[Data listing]
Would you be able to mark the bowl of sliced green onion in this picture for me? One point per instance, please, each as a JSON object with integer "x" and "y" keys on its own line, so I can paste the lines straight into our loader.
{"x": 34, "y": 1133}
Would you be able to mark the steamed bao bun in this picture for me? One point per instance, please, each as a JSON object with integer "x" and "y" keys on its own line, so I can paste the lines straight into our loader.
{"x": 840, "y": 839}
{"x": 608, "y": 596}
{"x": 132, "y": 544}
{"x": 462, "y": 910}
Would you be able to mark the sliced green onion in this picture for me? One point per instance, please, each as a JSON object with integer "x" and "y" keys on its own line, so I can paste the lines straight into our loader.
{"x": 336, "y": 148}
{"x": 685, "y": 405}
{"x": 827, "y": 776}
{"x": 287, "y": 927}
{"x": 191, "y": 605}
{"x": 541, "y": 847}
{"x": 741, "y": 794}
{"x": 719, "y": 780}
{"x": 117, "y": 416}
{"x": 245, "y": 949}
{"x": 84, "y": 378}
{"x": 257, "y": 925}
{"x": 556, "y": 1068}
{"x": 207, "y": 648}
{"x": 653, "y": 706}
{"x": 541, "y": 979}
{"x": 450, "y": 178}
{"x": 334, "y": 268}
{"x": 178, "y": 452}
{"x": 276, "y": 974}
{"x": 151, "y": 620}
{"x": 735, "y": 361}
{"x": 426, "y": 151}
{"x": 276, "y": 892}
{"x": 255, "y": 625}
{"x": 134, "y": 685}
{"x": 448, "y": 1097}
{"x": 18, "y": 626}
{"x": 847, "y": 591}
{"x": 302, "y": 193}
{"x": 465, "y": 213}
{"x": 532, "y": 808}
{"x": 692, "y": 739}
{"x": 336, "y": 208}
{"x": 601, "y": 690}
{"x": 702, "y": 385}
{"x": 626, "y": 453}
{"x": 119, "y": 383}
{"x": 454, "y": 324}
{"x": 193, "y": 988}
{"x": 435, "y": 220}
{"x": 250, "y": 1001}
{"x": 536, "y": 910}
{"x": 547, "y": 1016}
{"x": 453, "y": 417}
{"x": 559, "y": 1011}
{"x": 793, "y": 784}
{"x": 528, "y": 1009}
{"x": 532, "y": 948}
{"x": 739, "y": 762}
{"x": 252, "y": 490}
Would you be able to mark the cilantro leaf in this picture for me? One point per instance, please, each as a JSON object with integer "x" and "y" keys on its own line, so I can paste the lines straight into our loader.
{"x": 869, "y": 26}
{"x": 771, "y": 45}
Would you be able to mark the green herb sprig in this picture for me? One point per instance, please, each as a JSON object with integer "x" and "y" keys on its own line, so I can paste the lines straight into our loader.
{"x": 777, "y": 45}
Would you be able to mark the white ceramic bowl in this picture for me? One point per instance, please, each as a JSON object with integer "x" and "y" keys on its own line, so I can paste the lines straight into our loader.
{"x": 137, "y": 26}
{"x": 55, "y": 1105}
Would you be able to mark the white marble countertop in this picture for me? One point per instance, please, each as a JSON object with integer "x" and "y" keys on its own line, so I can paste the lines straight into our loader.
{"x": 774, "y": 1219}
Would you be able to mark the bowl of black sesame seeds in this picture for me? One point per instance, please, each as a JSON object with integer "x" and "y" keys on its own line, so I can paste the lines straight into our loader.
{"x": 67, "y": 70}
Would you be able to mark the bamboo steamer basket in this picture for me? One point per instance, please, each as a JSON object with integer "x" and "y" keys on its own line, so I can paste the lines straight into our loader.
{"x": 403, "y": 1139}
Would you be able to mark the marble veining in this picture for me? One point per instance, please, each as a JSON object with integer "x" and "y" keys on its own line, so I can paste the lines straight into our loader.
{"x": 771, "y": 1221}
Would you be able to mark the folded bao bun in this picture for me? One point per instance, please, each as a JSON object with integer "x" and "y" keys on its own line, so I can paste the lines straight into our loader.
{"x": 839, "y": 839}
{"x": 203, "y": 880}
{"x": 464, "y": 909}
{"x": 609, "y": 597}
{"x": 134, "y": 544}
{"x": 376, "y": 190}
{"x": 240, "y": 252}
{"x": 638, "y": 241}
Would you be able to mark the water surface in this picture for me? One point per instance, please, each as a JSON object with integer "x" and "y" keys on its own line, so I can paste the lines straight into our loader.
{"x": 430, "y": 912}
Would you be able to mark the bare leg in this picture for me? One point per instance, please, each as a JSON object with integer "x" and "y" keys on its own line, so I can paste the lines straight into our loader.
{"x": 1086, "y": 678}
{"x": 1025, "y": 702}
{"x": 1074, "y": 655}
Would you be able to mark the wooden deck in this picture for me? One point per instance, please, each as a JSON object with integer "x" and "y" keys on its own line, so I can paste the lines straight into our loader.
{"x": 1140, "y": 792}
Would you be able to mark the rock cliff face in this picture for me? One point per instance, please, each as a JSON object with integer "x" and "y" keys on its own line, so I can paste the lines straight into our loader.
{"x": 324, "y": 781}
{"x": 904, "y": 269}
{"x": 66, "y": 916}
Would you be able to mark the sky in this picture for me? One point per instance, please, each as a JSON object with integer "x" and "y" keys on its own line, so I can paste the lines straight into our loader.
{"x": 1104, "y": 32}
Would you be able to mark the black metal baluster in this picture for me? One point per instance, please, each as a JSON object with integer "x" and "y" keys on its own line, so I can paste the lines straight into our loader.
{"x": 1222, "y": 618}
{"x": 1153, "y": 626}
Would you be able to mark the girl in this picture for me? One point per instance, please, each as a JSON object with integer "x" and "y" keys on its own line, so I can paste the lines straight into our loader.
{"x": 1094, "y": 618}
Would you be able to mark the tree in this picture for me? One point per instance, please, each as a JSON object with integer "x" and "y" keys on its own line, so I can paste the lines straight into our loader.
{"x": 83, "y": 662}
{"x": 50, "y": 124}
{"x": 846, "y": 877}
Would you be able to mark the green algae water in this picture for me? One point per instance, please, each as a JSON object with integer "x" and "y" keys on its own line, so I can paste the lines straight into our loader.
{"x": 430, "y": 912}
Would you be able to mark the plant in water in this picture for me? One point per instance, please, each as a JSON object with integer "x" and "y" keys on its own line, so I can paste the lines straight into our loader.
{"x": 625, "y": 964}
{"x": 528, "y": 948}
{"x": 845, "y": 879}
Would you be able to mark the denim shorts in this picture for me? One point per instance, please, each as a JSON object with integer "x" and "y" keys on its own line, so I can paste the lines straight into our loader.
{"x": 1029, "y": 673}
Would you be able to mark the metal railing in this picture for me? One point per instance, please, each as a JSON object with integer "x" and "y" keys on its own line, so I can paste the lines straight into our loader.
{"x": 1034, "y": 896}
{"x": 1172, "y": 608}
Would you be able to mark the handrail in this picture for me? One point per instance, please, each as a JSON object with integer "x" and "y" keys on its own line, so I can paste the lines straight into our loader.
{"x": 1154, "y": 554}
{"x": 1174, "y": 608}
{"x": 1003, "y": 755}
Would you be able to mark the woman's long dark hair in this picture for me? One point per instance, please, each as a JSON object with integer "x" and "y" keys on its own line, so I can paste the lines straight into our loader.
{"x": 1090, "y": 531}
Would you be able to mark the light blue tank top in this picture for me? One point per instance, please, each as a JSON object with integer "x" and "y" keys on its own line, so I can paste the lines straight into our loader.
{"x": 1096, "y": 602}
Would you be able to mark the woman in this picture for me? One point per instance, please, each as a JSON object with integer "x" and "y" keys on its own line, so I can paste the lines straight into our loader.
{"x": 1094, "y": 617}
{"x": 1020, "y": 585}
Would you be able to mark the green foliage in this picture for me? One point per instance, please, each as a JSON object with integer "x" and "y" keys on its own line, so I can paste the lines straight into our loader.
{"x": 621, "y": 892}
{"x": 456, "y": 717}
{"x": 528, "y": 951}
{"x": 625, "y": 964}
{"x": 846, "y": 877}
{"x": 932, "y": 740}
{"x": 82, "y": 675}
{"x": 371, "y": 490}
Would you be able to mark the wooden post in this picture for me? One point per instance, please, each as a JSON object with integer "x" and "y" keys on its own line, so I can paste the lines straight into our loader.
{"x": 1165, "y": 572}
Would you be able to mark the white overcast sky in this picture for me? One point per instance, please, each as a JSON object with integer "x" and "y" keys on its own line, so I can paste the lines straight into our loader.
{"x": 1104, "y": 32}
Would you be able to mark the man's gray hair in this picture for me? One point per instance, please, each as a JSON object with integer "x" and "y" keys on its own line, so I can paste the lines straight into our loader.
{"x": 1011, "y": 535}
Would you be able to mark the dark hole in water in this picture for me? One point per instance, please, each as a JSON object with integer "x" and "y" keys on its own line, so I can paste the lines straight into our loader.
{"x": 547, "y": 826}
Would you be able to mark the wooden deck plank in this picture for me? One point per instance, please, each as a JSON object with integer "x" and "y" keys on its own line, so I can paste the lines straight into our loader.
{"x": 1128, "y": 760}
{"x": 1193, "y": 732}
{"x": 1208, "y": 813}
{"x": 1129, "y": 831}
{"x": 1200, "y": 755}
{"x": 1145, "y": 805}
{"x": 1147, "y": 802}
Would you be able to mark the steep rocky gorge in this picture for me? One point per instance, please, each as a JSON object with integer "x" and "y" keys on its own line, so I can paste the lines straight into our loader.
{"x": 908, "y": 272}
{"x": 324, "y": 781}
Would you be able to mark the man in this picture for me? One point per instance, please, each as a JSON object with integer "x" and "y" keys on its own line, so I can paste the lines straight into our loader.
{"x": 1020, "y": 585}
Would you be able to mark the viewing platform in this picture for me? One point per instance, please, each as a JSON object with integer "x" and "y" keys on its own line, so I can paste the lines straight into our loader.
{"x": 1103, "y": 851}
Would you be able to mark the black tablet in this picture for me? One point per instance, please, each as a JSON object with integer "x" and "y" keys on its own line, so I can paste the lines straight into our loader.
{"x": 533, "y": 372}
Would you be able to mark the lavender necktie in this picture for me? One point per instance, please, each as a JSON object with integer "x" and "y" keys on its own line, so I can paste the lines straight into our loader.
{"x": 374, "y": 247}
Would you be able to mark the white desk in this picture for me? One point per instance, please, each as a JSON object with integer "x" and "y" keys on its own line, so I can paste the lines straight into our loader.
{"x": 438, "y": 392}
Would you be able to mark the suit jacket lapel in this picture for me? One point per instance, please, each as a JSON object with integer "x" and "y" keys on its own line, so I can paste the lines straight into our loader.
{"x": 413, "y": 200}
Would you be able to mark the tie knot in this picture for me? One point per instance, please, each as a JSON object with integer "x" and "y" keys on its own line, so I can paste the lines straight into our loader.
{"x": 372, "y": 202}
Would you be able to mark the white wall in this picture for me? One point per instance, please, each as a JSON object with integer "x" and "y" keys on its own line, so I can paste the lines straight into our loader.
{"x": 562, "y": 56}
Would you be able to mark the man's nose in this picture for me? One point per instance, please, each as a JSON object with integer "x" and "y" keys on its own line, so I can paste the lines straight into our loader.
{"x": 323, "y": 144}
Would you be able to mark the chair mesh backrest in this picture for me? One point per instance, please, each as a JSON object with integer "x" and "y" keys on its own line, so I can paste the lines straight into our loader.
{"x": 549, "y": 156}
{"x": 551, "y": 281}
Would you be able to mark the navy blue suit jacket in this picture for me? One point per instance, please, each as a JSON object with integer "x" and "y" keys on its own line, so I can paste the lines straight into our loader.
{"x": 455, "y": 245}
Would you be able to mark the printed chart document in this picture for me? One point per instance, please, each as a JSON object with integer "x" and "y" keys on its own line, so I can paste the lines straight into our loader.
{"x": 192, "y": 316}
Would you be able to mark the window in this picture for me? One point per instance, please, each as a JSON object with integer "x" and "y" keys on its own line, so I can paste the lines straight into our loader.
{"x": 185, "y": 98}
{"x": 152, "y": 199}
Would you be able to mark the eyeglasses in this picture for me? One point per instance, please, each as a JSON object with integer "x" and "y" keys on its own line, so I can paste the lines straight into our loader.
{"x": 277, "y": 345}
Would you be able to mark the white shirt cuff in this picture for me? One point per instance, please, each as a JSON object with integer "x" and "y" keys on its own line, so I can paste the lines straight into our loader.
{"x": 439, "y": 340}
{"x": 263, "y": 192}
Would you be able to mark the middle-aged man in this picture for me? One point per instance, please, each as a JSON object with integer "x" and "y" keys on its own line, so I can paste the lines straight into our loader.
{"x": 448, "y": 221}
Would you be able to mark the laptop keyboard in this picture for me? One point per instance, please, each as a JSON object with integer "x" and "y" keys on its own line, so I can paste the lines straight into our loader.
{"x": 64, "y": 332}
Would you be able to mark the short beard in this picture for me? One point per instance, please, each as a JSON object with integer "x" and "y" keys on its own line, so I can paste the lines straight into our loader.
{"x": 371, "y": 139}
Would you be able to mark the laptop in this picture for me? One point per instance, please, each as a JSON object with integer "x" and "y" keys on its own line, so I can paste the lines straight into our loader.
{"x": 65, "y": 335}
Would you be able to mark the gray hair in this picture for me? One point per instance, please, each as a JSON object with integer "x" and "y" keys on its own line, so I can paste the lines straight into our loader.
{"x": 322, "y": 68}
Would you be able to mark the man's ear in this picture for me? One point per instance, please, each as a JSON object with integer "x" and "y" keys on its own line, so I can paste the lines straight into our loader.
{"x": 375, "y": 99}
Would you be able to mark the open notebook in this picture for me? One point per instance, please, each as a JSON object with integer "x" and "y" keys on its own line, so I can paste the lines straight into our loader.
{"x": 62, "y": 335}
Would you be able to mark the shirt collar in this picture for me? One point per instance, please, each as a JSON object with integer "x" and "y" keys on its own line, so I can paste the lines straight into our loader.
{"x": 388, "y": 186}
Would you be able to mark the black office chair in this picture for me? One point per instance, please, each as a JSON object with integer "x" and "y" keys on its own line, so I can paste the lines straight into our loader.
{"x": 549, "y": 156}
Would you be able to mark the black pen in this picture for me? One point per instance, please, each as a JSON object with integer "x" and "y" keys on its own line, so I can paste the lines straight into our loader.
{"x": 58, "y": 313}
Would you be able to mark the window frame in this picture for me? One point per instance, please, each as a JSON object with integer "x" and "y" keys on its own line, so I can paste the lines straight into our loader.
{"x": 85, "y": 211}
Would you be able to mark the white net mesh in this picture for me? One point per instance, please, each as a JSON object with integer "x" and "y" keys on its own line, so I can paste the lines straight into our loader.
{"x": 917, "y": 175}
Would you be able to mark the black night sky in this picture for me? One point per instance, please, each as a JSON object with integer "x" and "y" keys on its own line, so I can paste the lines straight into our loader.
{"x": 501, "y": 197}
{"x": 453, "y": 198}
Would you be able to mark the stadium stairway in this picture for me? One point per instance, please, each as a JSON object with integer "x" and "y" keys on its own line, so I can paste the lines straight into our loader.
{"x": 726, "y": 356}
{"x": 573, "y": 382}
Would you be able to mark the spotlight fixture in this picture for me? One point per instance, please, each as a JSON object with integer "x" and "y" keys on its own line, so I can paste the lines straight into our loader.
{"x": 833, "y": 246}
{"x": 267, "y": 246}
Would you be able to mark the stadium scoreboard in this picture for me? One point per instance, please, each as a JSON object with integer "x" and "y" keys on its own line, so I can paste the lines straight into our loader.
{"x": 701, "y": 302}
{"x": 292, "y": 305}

— YOUR OBJECTIVE —
From the line holding "Would you be able to mark the black pen" through the last line above, reproduce each line exactly and add nothing.

— SOLVED EXERCISE —
Would you be able to mark the black pen in this picture for me? One point per instance, please, each as a JSON object with integer "x" and "y" keys on its own line, so I can paste the lines straight into our loader.
{"x": 58, "y": 313}
Would you be able to mark the window frame in this picture for me? One point per instance, please, each as a JSON object with integer "x" and "y" keys on its own line, so I can paste the lines straight into our loader.
{"x": 85, "y": 211}
Would you be able to mark the white net mesh in this picture for me? One point per instance, please, each as a JSON object with integer "x" and "y" keys on its own line, so I can paste the lines straight into our loader.
{"x": 917, "y": 175}
Would you be able to mark the black night sky in this picture for me? One point per instance, please, each as a JSON object with integer "x" and "y" keys on its own line, so I can paste the lines straight into our loader.
{"x": 501, "y": 197}
{"x": 453, "y": 198}
Would you be able to mark the stadium stairway in this picture for me? One point per instance, please, each as a JSON object with integer "x" and "y" keys on its own line, so I can paste the lines straight into our loader.
{"x": 726, "y": 356}
{"x": 573, "y": 382}
Would you be able to mark the spotlight fixture in this picture for me? One point per instance, please, each as a JSON object with integer "x" and "y" keys on its own line, so I can paste the lines straight into our loader.
{"x": 833, "y": 246}
{"x": 267, "y": 246}
Would you be able to mark the stadium scoreboard in this picture for me? One point per instance, please, each as a JSON object with integer "x" and "y" keys on its own line, so I can paste the lines straight into our loader.
{"x": 701, "y": 302}
{"x": 292, "y": 305}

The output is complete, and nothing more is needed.